» **What the exercise asks**: Please quote the passage about confronting childhood trauma word for word, from start to finish.
━━━━━ Document passage
I was forced to confront all of my childhood traumas. I was forced to see my upbringing and its deficits under a brand new light. I was forced to realise that although my family loved me and wished the best for me, they were also unhealed and so they passed their own pain, expectations and misplaced desires onto me. I was forced to acknowledge that you can have the best intentions in your heart and still emotionally abuse someone that you love, even when you don’t mean to.
Understanding my family dynamics and reframing my childhood traumas finally shed some light on why my anxiety, depression and panic attacks were there in the first place. Doing this work helped me to create a safe space within my body that is so strong and so sacred that I no longer look for external validation or measure myself by any standards except my own.
I realised that all of my professional achievements were a desperate bid for genuine love and connection. It was truly a revelation to finally acknowledge in my body that everything I did, I did out of a need for love.
━━━━━━━━━━
━━━━━ Record extracts
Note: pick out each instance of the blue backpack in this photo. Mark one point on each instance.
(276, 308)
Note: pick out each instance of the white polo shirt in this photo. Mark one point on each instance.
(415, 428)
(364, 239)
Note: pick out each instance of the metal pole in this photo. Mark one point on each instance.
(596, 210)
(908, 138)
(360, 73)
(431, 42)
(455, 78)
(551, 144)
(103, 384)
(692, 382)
━━━━━━━━━━
━━━━━ Record extracts
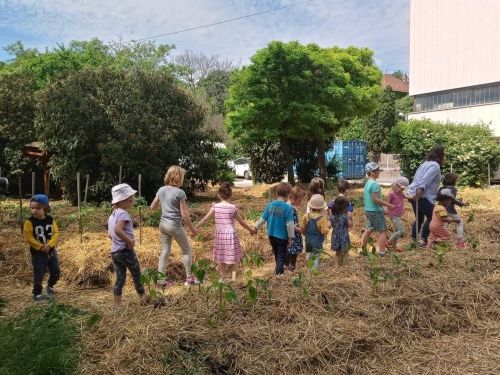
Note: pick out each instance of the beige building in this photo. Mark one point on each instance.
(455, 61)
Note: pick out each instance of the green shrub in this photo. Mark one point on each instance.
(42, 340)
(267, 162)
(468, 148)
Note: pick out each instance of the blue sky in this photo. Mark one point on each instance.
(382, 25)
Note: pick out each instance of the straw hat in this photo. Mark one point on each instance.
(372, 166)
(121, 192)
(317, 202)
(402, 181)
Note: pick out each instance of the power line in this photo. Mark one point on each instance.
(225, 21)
━━━━━━━━━━
» **Answer to this exercise**:
I was forced to confront all of my childhood traumas. I was forced to see my upbringing and its deficits under a brand new light. I was forced to realise that although my family loved me and wished the best for me, they were also unhealed and so they passed their own pain, expectations and misplaced desires onto me. I was forced to acknowledge that you can have the best intentions in your heart and still emotionally abuse someone that you love, even when you don’t mean to.
Understanding my family dynamics and reframing my childhood traumas finally shed some light on why my anxiety, depression and panic attacks were there in the first place. Doing this work helped me to create a safe space within my body that is so strong and so sacred that I no longer look for external validation or measure myself by any standards except my own.
I realised that all of my professional achievements were a desperate bid for genuine love and connection. It was truly a revelation to finally acknowledge in my body that everything I did, I did out of a need for love.